EXERCISE BRIEF → Quote the opinion letter excerpt below in full, word for word.

***** TEXT EXCERPT *****

Och-Ziff Capital Management Group LLC

9 West 57th Street

New York, New York 10019

 

  Re: Och-Ziff Capital Management Group LLC Registration Statement on
     Form S-3

Ladies and Gentlemen:

We have acted as special counsel to Och-Ziff Capital Management Group LLC, a Delaware limited liability company (the “Company”), in connection with the public offering by the Company of 33,333,333 shares (the “Firm Shares”) of the Company’s Class A shares representing Class A limited liability company interests (the “Class A Shares”), and up to an additional 2,500,000 Class A Shares (the “Option Shares”) at the Underwriters’ option to cover over-allotments. The Firm Shares and the Option Shares are collectively referred to herein as the “Securities.”

This opinion is being delivered in accordance with the requirements of Item 601(b)(5) of Regulation S-K under the Securities Act of 1933, as amended (the “Act”).

***** STORED RECORDS *****

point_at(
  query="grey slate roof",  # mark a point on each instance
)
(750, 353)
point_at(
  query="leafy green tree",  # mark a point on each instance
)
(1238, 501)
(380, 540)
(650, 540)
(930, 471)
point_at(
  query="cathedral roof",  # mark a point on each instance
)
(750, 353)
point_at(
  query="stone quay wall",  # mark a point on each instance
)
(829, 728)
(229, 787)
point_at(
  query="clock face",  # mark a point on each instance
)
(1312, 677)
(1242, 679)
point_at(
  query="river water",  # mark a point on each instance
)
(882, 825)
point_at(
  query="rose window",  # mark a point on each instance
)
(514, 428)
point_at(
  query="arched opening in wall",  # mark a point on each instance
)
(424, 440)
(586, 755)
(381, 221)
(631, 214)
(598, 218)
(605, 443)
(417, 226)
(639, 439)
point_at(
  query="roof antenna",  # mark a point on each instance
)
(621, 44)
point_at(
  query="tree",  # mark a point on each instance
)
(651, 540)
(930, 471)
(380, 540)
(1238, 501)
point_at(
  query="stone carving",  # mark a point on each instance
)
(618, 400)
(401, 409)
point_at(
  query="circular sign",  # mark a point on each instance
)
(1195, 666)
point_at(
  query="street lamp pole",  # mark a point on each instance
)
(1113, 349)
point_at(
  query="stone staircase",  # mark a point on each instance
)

*****
***** STORED RECORDS *****

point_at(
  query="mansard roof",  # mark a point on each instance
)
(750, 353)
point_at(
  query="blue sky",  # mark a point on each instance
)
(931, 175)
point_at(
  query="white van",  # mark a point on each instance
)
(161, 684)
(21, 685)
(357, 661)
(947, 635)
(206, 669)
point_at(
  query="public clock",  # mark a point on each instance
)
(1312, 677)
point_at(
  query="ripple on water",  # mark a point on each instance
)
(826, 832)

*****

WRITTEN ANSWER →
Och-Ziff Capital Management Group LLC

9 West 57th Street

New York, New York 10019

 

  Re: Och-Ziff Capital Management Group LLC Registration Statement on
     Form S-3

Ladies and Gentlemen:

We have acted as special counsel to Och-Ziff Capital Management Group LLC, a Delaware limited liability company (the “Company”), in connection with the public offering by the Company of 33,333,333 shares (the “Firm Shares”) of the Company’s Class A shares representing Class A limited liability company interests (the “Class A Shares”), and up to an additional 2,500,000 Class A Shares (the “Option Shares”) at the Underwriters’ option to cover over-allotments. The Firm Shares and the Option Shares are collectively referred to herein as the “Securities.”

This opinion is being delivered in accordance with the requirements of Item 601(b)(5) of Regulation S-K under the Securities Act of 1933, as amended (the “Act”).